Repeat the entries below exactly. Begin with the first line and end with the line that contains "(139, 115), (210, 327)".

Items listed in a dataset
....
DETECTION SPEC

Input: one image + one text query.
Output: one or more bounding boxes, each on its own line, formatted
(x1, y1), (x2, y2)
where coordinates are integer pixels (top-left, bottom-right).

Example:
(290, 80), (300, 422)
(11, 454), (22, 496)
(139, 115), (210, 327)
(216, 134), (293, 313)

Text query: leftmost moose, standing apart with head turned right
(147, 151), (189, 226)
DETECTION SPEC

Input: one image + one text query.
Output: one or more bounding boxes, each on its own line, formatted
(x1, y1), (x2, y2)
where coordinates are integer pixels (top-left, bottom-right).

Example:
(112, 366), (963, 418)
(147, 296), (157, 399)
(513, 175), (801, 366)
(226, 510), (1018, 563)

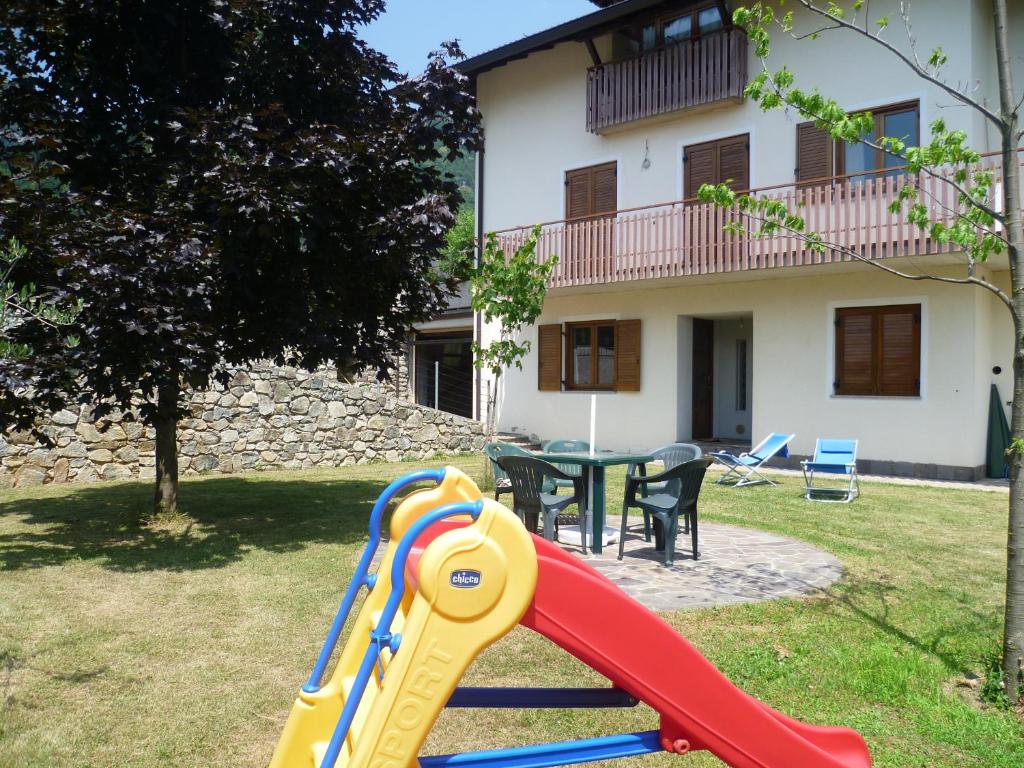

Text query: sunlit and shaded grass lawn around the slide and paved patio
(0, 457), (1024, 768)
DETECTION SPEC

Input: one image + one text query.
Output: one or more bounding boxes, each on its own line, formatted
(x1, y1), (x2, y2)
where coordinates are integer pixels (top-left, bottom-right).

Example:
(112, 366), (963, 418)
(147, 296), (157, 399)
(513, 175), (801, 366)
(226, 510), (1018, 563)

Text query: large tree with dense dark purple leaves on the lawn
(0, 0), (479, 518)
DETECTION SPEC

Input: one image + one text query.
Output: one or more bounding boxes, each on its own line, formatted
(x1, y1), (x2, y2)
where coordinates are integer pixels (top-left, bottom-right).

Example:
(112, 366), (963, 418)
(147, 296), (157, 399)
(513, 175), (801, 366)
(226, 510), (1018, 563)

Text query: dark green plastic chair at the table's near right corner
(618, 457), (713, 567)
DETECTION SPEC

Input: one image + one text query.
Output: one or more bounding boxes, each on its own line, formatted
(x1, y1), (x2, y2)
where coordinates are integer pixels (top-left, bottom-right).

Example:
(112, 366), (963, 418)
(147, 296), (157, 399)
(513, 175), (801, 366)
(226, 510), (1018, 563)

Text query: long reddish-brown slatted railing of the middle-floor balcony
(498, 155), (1024, 288)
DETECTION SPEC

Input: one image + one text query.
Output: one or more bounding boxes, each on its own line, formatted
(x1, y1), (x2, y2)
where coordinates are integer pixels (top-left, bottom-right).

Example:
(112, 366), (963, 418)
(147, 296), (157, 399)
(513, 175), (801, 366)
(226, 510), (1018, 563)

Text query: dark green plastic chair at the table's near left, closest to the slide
(498, 456), (587, 552)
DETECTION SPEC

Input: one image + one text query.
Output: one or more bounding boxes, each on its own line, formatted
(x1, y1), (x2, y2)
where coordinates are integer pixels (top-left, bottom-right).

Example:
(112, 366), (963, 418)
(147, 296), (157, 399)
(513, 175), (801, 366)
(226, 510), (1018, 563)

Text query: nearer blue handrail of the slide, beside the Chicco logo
(321, 501), (483, 768)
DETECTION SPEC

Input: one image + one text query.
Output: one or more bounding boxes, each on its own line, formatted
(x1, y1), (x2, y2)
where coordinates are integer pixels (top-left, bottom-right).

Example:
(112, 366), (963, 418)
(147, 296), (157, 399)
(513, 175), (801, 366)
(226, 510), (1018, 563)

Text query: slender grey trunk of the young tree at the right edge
(992, 0), (1024, 700)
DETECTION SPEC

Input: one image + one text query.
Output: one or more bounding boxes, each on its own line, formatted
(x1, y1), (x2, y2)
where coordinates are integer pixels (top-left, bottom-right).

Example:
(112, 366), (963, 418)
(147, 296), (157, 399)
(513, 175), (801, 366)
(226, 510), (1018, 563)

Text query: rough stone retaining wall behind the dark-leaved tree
(0, 366), (486, 486)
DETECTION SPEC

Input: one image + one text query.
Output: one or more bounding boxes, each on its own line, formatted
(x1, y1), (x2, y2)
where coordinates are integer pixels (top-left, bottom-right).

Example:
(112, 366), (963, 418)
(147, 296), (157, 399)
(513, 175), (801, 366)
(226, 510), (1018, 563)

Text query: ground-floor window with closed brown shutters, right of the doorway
(834, 304), (921, 397)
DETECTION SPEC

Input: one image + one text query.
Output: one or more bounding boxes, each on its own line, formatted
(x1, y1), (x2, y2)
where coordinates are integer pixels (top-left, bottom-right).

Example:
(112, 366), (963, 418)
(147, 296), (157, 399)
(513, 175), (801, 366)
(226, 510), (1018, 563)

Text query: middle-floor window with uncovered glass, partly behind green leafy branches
(796, 101), (921, 181)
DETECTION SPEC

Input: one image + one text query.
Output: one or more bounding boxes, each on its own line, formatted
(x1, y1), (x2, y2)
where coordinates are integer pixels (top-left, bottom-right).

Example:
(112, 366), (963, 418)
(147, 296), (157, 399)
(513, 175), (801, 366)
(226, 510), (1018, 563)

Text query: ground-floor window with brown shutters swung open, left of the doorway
(537, 321), (640, 392)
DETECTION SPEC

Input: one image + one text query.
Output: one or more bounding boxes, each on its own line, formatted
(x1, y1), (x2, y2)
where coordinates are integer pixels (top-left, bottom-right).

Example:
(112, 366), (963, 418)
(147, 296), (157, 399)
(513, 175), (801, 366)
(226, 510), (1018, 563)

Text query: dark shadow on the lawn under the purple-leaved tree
(0, 476), (399, 571)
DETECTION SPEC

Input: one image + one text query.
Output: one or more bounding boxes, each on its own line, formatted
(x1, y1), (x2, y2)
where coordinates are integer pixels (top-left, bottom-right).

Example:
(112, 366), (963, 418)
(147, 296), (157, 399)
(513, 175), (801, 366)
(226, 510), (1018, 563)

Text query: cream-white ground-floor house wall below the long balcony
(499, 268), (1011, 467)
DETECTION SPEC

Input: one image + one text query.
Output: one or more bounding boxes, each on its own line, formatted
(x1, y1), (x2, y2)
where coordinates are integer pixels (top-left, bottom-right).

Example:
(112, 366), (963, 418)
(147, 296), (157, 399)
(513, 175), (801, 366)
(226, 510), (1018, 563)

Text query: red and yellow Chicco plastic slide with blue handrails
(270, 467), (871, 768)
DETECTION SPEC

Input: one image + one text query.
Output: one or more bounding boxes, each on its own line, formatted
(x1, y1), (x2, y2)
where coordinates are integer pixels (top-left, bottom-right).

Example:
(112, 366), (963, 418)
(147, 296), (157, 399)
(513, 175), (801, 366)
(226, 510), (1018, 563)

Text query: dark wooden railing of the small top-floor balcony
(587, 29), (748, 133)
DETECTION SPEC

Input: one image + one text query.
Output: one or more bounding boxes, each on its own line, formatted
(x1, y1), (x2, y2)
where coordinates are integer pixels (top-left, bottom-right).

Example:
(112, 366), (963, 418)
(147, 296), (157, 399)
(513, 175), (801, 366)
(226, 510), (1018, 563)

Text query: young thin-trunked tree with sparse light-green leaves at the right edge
(700, 0), (1024, 698)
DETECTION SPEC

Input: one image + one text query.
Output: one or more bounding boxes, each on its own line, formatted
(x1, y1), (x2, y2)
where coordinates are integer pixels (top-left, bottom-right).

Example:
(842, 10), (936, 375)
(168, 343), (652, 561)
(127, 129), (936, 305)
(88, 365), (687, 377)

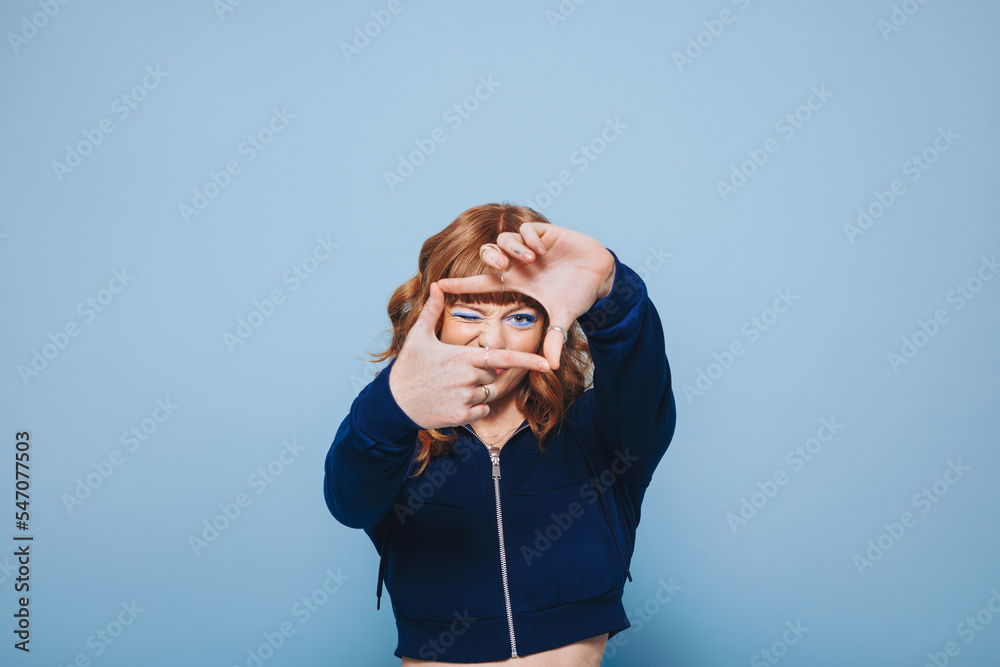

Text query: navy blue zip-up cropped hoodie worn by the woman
(324, 252), (676, 663)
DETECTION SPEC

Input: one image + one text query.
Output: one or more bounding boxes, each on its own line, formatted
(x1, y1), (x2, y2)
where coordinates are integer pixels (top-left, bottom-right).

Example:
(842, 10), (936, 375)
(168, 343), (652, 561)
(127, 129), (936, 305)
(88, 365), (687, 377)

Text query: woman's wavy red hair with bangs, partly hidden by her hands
(368, 203), (593, 476)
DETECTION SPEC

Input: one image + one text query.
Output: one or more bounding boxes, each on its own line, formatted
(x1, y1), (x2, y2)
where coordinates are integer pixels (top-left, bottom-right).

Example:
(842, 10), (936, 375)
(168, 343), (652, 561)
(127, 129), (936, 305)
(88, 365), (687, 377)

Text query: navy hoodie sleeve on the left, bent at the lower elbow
(323, 359), (420, 528)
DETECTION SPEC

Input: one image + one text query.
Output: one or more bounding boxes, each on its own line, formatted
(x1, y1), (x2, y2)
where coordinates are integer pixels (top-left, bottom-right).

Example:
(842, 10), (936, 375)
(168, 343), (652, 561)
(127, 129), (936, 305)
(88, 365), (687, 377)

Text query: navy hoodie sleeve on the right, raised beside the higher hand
(577, 250), (676, 488)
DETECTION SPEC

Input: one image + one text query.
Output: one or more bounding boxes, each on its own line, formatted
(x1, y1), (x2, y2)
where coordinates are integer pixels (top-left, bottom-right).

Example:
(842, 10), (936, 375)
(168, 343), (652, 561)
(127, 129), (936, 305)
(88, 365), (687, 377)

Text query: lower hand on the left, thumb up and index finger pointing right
(389, 283), (549, 429)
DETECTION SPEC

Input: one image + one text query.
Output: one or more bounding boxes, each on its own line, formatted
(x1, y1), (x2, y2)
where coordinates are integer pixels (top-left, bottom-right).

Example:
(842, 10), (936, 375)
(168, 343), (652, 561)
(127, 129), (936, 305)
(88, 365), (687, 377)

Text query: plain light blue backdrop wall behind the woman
(0, 0), (1000, 667)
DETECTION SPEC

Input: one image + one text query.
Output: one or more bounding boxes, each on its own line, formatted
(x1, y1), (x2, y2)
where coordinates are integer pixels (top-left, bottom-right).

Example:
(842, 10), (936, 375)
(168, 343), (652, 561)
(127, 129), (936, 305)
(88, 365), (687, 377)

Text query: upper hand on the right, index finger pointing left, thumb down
(437, 222), (615, 368)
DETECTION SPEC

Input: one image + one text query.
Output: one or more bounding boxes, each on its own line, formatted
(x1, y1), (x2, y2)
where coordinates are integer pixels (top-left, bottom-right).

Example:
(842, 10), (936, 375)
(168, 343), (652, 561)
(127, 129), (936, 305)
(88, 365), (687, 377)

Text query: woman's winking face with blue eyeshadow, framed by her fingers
(440, 301), (542, 402)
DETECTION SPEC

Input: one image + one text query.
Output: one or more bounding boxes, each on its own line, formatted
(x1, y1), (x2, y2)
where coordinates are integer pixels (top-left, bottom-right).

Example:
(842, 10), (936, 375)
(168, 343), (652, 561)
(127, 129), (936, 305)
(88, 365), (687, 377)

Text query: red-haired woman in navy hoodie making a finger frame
(325, 204), (676, 667)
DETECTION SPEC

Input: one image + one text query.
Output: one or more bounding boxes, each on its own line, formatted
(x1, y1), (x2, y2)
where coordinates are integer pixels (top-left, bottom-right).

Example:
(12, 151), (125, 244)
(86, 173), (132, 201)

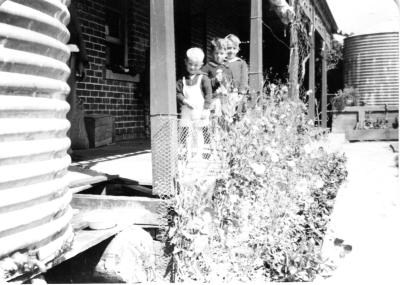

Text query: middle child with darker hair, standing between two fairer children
(202, 38), (233, 117)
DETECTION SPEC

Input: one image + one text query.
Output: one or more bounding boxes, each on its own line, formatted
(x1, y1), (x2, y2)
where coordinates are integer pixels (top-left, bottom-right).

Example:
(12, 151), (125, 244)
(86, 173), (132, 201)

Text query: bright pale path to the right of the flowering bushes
(323, 142), (400, 284)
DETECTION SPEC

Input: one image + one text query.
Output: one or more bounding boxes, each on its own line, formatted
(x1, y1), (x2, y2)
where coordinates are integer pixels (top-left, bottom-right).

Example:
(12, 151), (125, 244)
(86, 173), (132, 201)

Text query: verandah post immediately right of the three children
(249, 0), (263, 97)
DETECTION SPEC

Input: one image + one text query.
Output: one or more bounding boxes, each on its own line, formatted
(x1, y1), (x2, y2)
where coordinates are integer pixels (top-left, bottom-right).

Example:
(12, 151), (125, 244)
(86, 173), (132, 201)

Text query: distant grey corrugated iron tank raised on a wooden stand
(344, 32), (399, 106)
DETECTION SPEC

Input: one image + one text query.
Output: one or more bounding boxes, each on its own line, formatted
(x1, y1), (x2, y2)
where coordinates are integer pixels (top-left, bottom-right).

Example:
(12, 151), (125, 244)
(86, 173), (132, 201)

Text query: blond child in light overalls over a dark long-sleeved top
(176, 48), (212, 156)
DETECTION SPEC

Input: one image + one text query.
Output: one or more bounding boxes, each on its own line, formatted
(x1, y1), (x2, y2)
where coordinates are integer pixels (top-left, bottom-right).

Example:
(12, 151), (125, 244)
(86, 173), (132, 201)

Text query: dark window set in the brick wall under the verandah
(105, 0), (129, 73)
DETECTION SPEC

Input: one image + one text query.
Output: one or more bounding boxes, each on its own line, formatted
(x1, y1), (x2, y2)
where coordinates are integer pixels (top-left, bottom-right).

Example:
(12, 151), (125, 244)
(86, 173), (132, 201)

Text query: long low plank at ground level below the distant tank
....
Task output:
DETECTION SPEC

Input: one image + one text query.
Output: one or more bounding boxes, each on its own line, formatted
(x1, y1), (x2, y2)
where coordinates are integer pixels (top-left, bottom-right).

Example:
(290, 80), (300, 422)
(11, 454), (22, 496)
(139, 115), (210, 327)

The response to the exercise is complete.